● **DOCUMENT**
============
Hi all,

I am a newbie to programming and have almost complete my assignment 'Frequency of words and phrases' to a satisfactory standard. My program reads a text file and counts the number of phrases within the file (A phrase is defined as a sequence of one or more words), my program counts phrases up-to 10 words long.

e.g. 'The' occurs 25 times (one word phrase), 'negative refractive index is' occurs 12 times (four word phrase)

I can print out the phrases that occur more than once, however my program still includes phrases that occur once, which I do not want.

Can anyone help?

Thanks

#include <iostream> 
#include <fstream> 
#include <string>   
#include <map>
#include <vector>
#include <queue>
#include <list>

using namespace std;

struct Phrase {
                    void display() const
                    {
                     for (int i = 0; i < words.size(); ++i)
                     cout << words[i] << " "; 
                     }
                     vector<string> words;
                     };


map<Phrase, int> stat;

struct PhraseFreqPred {
                                  bool operator()(const Phrase& p1, const Phrase& p2)
                                {
                                  return stat[p1] > stat[p2];
                                 }
                                 };

bool operator<(const Phrase& lhs, const Phrase& rhs)
{
  return lhs.words < rhs.words;
}

typedef vector<Phrase> container_t;

void display(container_t c, const int length, const int limit)
============
● **PROVIDED MATERIAL**
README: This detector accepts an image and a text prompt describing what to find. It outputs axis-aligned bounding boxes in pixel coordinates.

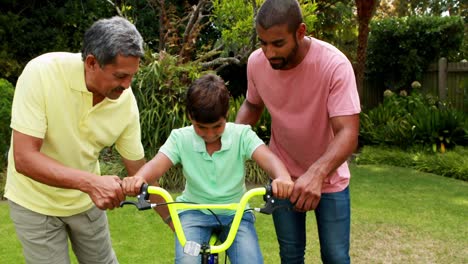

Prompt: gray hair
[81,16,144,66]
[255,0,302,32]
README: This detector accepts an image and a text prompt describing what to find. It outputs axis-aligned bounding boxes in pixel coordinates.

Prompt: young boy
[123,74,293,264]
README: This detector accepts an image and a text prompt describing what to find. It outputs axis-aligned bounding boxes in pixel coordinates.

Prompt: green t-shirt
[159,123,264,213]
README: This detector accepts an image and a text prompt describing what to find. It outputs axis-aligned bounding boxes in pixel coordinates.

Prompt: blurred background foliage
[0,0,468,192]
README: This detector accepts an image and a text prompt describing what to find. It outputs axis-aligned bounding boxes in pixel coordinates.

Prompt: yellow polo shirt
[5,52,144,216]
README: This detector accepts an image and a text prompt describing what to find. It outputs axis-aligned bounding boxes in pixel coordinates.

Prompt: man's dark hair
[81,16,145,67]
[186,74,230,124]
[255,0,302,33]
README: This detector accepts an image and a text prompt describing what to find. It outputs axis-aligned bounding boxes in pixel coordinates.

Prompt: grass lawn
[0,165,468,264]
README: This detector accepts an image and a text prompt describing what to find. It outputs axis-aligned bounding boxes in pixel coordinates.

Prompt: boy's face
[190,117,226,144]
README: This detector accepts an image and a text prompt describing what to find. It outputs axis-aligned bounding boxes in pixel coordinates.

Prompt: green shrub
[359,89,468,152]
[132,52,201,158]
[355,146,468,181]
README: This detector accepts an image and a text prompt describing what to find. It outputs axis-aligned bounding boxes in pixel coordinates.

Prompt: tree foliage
============
● **TASK PROMPT**
In the phrase-frequency forum post above, set down everything from "I can print" down to "Can anyone help?" word for word.

● **EXERCISE SOLUTION**
I can print out the phrases that occur more than once, however my program still includes phrases that occur once, which I do not want.

Can anyone help?